基于 tokio 1.46.0 版本

mpsc

mpsc 有 bounded 和 unbounded 两种形式。通过不同的 semaphore 来区别。

Chan 结构

对于 unbounded semaphore，其最低的 bit 表示这个 channel 有没有关闭。

// ===== impl Semaphore for (::Semaphore, capacity) =====

impl Semaphore for bounded::Semaphore {
    fn add_permit(&self) {
        self.semaphore.release(1);
    }

    fn add_permits(&self, n: usize) {
        self.semaphore.release(n)
    }

    fn is_idle(&self) -> bool {
        self.semaphore.available_permits() == self.bound
    }

    fn close(&self) {
        self.semaphore.close();
    }

    fn is_closed(&self) -> bool {
        self.semaphore.is_closed()
    }
}

// ===== impl Semaphore for AtomicUsize =====

impl Semaphore for unbounded::Semaphore {
    fn add_permit(&self) {
        let prev = self.0.fetch_sub(2, Release);

        if prev >> 1 == 0 {
            // Something went wrong
            process::abort();
        }
    }

    fn add_permits(&self, n: usize) {
        let prev = self.0.fetch_sub(n << 1, Release);

        if (prev >> 1) < n {
            // Something went wrong
            process::abort();
        }
    }

    fn is_idle(&self) -> bool {
        self.0.load(Acquire) >> 1 == 0
    }

    fn close(&self) {
        self.0.fetch_or(1, Release);
    }

    fn is_closed(&self) -> bool {
        self.0.load(Acquire) & 1 == 1
    }
}

无论是 unbounded 还是 bounded，最终都是到 chan::Tx 和 chan::Rx 这两个结构里面。这两个类都持有一个 Arc<Chan<T, S>>。

我们会看到有两个 Tx：

chan::Tx 是一个 Arc<Chan<T, S>>，它实际上封装了 Chan，更上层一点
list::Tx 是一个 Block 的链表。它是 Chan<T, S> 的 filed，更底层一点

list::tx 是一个无锁队列。这个队列的内存是以 Block 为基础分配的，每个 block 能装 const BLOCK_CAP: usize = 32; 个 Value。所以，Chan 中实现了解耦：

list 模块只负责无锁队列的实现
Chan 的其他部分负责容量控制、notify/waker 的逻辑

pub(super) struct Chan<T, S> {
    /// Handle to the push half of the lock-free list.
    tx: CachePadded<list::Tx<T>>,

    /// Receiver waker. Notified when a value is pushed into the channel.
    rx_waker: CachePadded<AtomicWaker>,

    /// Notifies all tasks listening for the receiver being dropped.
    notify_rx_closed: Notify,

    /// Coordinates access to channel's capacity.
    semaphore: S,

    /// Tracks the number of outstanding sender handles.

• 待做练习
(a) 列出这篇讲 tokio mpsc 的文章里，为 unbounded::Semaphore 实现 Semaphore 时定义的全部方法名。
(b) 从这篇讲 tokio mpsc 的文章停下的地方接着往下写。

• 所给条目
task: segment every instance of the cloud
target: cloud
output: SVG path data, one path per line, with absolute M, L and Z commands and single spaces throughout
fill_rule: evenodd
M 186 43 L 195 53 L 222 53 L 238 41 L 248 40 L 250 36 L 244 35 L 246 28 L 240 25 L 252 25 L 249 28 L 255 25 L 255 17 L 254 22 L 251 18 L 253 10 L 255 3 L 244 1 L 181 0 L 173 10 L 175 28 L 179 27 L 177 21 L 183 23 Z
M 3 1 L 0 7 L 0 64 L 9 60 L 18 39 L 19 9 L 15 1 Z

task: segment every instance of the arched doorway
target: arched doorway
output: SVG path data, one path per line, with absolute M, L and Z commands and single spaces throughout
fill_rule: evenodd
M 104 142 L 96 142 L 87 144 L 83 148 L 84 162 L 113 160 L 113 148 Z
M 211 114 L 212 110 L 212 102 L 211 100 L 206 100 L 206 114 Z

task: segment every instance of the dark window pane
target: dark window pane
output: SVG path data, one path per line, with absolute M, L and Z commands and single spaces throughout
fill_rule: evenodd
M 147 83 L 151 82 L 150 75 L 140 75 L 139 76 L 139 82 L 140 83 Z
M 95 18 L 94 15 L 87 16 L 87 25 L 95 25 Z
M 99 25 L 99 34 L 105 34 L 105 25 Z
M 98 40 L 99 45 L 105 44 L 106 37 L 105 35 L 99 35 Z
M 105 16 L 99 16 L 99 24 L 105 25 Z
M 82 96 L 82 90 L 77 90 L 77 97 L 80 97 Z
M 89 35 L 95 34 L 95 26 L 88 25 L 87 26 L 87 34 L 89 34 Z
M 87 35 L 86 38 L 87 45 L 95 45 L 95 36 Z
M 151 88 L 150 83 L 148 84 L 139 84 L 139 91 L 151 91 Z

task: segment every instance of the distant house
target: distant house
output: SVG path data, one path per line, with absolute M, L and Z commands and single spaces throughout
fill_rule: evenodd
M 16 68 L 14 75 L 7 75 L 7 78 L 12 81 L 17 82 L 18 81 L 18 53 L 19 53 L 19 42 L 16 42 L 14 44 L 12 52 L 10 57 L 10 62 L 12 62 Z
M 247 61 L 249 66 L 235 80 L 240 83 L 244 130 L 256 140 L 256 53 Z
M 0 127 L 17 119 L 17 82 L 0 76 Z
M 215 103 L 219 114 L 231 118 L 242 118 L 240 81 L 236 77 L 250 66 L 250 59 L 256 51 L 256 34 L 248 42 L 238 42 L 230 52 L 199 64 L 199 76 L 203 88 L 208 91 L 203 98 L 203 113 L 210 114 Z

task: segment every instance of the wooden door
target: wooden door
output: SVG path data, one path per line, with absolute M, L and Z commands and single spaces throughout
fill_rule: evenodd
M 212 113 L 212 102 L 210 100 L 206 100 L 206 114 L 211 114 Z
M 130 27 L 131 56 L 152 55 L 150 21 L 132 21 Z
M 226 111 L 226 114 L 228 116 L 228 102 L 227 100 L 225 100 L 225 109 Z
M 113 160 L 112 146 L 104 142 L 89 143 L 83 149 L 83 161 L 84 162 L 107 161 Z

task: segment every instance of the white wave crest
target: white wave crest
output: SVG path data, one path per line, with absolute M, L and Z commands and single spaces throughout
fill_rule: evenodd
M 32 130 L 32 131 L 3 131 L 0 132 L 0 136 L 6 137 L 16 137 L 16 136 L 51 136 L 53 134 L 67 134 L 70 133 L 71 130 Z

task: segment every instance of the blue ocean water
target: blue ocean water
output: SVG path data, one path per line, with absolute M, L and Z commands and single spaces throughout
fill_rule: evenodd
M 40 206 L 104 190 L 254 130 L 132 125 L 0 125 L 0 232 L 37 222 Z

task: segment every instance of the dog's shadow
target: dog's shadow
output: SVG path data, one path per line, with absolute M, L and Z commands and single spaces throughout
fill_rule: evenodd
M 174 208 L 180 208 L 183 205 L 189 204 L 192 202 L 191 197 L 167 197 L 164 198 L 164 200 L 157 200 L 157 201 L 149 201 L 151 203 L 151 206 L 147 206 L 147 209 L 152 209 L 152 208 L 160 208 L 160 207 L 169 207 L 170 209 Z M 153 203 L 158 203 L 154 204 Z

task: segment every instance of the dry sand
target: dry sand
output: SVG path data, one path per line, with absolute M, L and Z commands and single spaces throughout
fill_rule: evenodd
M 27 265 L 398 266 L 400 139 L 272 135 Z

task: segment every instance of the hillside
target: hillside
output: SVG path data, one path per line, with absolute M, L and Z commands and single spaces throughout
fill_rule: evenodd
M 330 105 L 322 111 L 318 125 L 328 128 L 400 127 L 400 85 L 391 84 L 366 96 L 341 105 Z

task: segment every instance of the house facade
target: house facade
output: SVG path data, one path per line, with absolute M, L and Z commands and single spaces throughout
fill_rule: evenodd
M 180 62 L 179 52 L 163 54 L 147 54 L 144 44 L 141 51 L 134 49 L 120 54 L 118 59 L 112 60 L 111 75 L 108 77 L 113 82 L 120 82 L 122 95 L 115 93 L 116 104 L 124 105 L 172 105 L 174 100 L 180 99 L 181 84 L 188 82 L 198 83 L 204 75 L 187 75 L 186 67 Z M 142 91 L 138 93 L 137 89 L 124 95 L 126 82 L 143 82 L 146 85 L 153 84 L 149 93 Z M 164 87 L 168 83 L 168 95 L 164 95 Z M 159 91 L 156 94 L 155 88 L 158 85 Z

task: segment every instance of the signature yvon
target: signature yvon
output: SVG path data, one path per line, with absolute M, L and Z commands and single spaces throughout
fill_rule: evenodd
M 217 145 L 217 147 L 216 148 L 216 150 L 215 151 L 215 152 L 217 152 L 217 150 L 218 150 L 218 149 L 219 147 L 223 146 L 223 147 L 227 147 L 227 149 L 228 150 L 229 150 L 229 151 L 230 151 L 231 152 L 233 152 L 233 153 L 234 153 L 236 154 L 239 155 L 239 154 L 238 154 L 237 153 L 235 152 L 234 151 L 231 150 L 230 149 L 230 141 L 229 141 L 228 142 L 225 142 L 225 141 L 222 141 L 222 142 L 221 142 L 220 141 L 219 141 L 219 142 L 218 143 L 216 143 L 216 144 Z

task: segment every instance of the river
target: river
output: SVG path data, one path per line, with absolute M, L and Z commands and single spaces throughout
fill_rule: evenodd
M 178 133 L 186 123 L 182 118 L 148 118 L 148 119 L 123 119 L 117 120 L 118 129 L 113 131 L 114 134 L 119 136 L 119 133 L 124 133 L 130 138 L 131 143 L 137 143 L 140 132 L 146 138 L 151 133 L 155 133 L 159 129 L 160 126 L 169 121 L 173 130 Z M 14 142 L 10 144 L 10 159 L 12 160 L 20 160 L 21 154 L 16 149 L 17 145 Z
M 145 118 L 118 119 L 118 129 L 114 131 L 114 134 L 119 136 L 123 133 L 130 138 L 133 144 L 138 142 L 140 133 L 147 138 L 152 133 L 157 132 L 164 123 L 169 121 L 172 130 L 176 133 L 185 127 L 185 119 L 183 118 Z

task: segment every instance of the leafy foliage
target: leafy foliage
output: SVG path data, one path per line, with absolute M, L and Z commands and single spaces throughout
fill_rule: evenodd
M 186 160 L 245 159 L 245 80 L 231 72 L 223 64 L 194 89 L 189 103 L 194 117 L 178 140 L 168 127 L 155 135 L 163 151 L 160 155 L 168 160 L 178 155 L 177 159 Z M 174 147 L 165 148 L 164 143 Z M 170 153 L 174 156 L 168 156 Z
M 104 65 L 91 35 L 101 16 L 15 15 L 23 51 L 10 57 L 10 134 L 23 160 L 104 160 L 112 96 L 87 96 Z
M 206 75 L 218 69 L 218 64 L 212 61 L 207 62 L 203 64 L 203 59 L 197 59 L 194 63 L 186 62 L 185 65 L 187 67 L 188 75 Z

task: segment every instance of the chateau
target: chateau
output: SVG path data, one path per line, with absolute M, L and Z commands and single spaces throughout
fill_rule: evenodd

• 逐题作答
(a) add_permit、add_permits、is_idle、close、is_closed

(b)
    ///
    /// When this drops to zero, the send half of the channel is closed.
    tx_count: AtomicUsize,

    /// Tracks the number of outstanding weak sender handles.
    tx_weak_count: AtomicUsize,

    /// Only accessed by `Rx` handle.
    rx_fields: UnsafeCell<RxFields<T>>,
}

block 的实现

#[cfg(all(target_pointer_width = "64", not(loom)))]
const BLOCK_CAP: usize = 32;

#[repr(transparent)]
struct Values<T>([UnsafeCell<MaybeUninit<T>>; BLOCK_CAP]);

pub(crate) struct Block<T> {
    /// The header fields.
    header: BlockHeader<T>,

    /// Array containing values pushed into the block. Values are stored in a
    /// continuous array in order to improve cache line behavior when reading.
    /// The values must be manually dropped.
    values: Values<T>,
}

/// Extra fields for a `Block<T>`.
struct BlockHeader<T> {
    /// The start index of this block.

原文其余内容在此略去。